▶ WORK TASK: Retype the data exactly, so that every line matches the original.

▶ DATA FOR THE TASK:
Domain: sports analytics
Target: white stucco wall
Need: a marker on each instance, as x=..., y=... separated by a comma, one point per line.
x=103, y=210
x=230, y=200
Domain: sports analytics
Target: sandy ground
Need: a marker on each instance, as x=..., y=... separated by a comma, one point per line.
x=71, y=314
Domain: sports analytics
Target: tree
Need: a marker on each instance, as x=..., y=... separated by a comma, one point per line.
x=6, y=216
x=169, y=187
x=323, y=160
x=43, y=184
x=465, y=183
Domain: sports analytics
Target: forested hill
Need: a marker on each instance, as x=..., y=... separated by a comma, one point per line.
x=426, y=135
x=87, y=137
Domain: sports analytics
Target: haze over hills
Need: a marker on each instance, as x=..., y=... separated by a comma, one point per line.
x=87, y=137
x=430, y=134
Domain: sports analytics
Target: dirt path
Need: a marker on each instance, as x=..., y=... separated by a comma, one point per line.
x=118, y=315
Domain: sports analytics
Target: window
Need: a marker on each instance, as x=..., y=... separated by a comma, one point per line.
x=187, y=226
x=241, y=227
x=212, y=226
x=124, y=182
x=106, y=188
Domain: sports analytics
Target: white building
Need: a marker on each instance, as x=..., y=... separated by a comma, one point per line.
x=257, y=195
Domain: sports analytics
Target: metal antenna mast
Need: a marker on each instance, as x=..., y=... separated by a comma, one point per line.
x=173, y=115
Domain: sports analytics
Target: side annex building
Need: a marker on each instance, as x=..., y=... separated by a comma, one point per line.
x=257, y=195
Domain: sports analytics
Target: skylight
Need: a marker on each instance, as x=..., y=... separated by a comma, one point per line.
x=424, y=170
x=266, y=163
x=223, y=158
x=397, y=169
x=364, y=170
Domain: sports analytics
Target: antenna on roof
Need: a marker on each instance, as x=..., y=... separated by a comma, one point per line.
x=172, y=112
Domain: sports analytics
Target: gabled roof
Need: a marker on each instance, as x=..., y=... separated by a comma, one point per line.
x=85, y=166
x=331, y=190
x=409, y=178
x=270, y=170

▶ RESULT:
Domain: sports analytics
Target: white stucco wall
Need: a marker on each instance, as x=..., y=... separated by a comma, one point per line.
x=103, y=210
x=230, y=200
Domain: sports analytics
Target: sandy ground
Need: a marker on each instance, as x=..., y=... separated by a comma, one point per line.
x=71, y=314
Domain: sports analytics
Target: tree
Need: a marker on each instance, as x=..., y=... separated by a comma, one point per line.
x=6, y=216
x=169, y=187
x=323, y=160
x=43, y=184
x=465, y=183
Domain: sports analytics
Target: forested hill
Need: a marker on each instance, as x=..., y=... separated by a comma, one point per line.
x=426, y=135
x=87, y=137
Domain: sports analytics
Target: haze over hills
Need: a marker on each instance, as x=..., y=... separated by a comma, one point per line.
x=87, y=137
x=430, y=134
Domain: sports analytics
Target: dirt path
Need: a marker on each instance, as x=..., y=... separated by a comma, one point per line.
x=118, y=315
Domain: sports analytics
Target: window
Need: a marker on each instance, as x=..., y=... separated by a comma, one point per line.
x=187, y=226
x=241, y=227
x=212, y=226
x=124, y=182
x=106, y=188
Domain: sports analytics
Target: white building
Need: a marker on each instance, as x=..., y=... separated by a comma, one point per line.
x=257, y=195
Domain: sports analytics
Target: metal antenna mast
Need: a marker on each instance, as x=..., y=... separated by a comma, one point per line.
x=173, y=115
Domain: sports analytics
Target: side annex building
Need: a marker on each instance, as x=..., y=... separated by a comma, one point per line.
x=257, y=195
Domain: sports analytics
Target: skylight
Need: a marker on each instance, as x=..., y=... separated by a comma, one point per line.
x=424, y=170
x=266, y=163
x=223, y=158
x=397, y=169
x=364, y=170
Domain: sports analytics
Target: antenna on roof
Need: a marker on each instance, as x=..., y=... separated by a comma, one point per line.
x=172, y=112
Domain: sports analytics
Target: gabled roof
Need: a marker on each instance, as x=..., y=... separated by a comma, one point per line.
x=85, y=166
x=331, y=190
x=409, y=178
x=270, y=170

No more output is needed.